* TASK OBJECTIVE *
Write out the records word for word, with no pictures.
*** Opening of RECORDS ***
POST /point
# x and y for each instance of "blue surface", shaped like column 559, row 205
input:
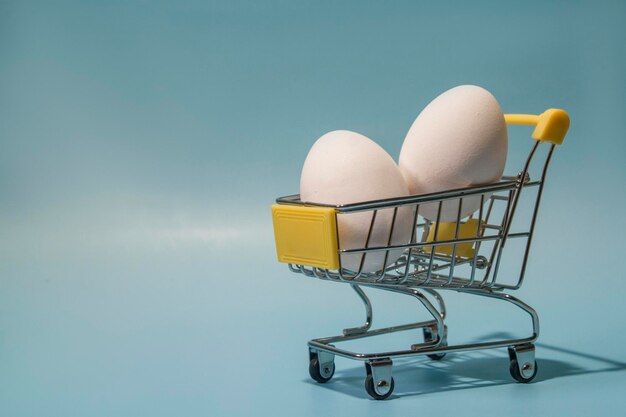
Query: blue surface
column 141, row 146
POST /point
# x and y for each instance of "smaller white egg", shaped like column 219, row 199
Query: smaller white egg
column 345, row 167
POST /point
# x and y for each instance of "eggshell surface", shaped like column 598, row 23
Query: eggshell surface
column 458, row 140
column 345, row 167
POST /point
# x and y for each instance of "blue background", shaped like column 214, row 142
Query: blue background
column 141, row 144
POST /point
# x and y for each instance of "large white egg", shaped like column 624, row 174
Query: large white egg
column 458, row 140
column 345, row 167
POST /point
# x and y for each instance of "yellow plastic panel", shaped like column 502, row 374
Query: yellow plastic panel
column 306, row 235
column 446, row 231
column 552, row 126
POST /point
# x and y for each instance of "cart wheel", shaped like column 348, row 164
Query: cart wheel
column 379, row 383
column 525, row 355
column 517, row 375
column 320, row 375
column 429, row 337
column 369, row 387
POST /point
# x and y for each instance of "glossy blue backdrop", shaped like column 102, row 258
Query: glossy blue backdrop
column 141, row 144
*** Close of RECORDS ***
* ANSWER *
POST /point
# x and y for each instance of "blue surface", shaped like column 559, row 205
input:
Query: blue surface
column 141, row 146
POST /point
# x and y for each instance of "smaller white egg", shaped like column 219, row 199
Query: smaller white egg
column 345, row 167
POST /point
# x and y for each instance of "eggshell surface", shaped like column 598, row 23
Query: eggshell surface
column 458, row 140
column 345, row 167
POST /point
# x and y for each instance of "blue background", shaped like column 214, row 142
Query: blue background
column 141, row 144
POST /point
# x and y for each instance of "large white egg", shaped like column 624, row 174
Query: large white egg
column 458, row 140
column 345, row 167
POST /point
# x and y for each instance of "yellow plastic panel", shaped like column 502, row 374
Query: yellow plastic panel
column 306, row 235
column 446, row 231
column 552, row 126
POST /point
# x and y for each instance of "cart wheel", shaped like column 348, row 164
Query: cart wheel
column 379, row 383
column 525, row 355
column 517, row 375
column 320, row 375
column 429, row 337
column 369, row 387
POST /point
# x and y for each instance of "glossy blue backdrop", shaped like column 102, row 258
Query: glossy blue backdrop
column 141, row 144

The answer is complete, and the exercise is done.